[Records from a data collection]
* begin *
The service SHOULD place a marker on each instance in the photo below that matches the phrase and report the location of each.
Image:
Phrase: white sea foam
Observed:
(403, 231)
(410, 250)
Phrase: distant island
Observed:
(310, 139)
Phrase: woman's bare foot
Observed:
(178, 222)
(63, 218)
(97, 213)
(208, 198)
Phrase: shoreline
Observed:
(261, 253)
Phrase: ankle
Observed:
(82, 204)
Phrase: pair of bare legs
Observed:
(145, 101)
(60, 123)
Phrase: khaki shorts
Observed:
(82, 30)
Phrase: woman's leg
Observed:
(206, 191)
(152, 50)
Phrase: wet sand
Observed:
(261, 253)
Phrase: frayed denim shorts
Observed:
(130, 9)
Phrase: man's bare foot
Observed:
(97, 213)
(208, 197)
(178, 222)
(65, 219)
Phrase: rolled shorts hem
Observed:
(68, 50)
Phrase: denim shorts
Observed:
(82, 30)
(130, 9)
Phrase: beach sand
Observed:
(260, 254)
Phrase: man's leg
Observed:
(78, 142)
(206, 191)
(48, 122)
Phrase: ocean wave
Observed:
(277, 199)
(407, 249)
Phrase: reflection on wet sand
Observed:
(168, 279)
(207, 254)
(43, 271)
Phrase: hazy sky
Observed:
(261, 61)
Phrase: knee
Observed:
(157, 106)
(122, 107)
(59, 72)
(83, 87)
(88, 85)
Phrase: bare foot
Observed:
* end *
* begin *
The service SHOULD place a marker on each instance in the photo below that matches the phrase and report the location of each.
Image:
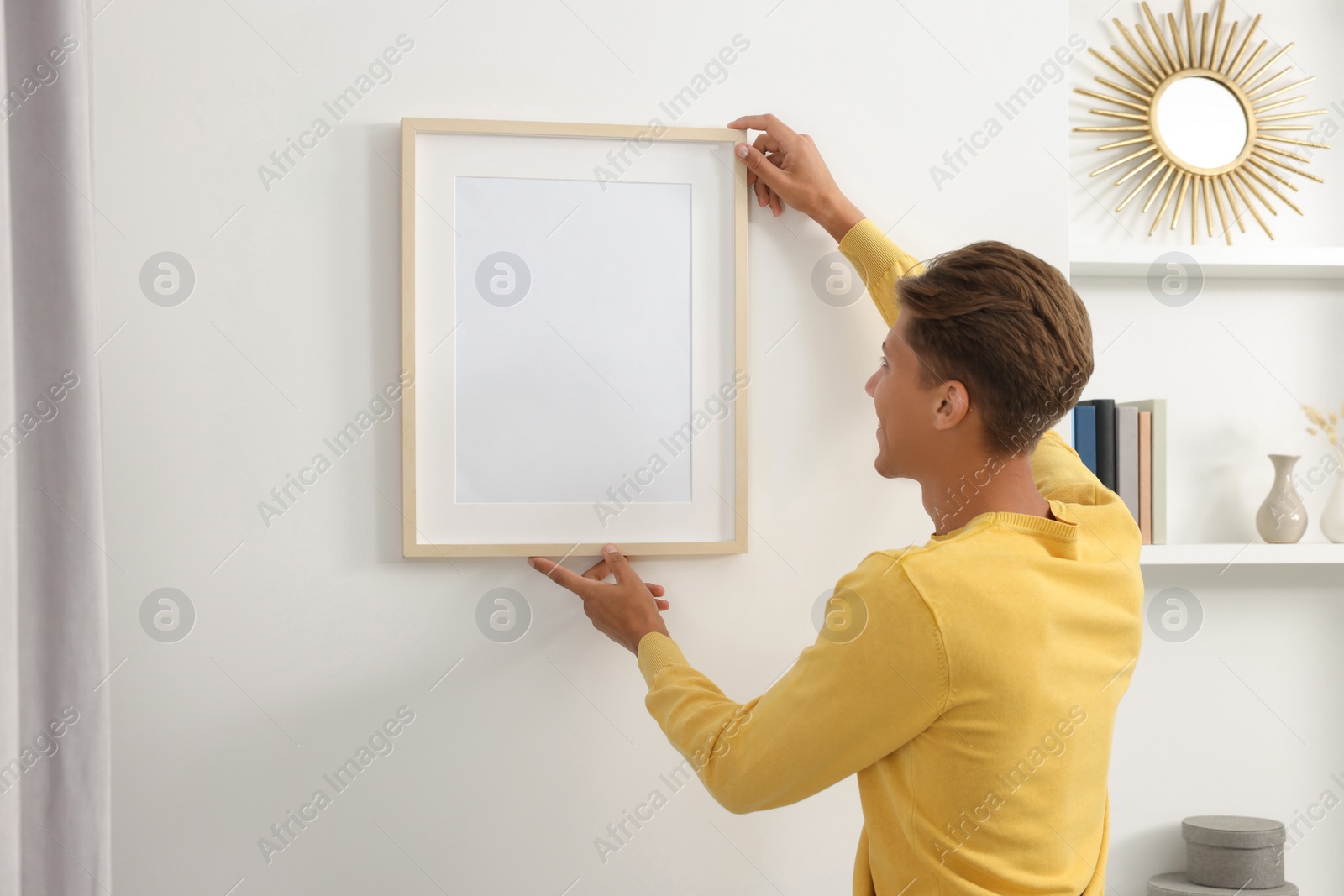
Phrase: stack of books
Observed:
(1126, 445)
* end *
* begin *
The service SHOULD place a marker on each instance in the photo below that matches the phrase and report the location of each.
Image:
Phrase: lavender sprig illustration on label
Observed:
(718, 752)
* end *
Problem description: Count the lines in the listing that contain the string "foot", treating uppercase and lowercase as different. Reply with the number alone.

Response to the task: 3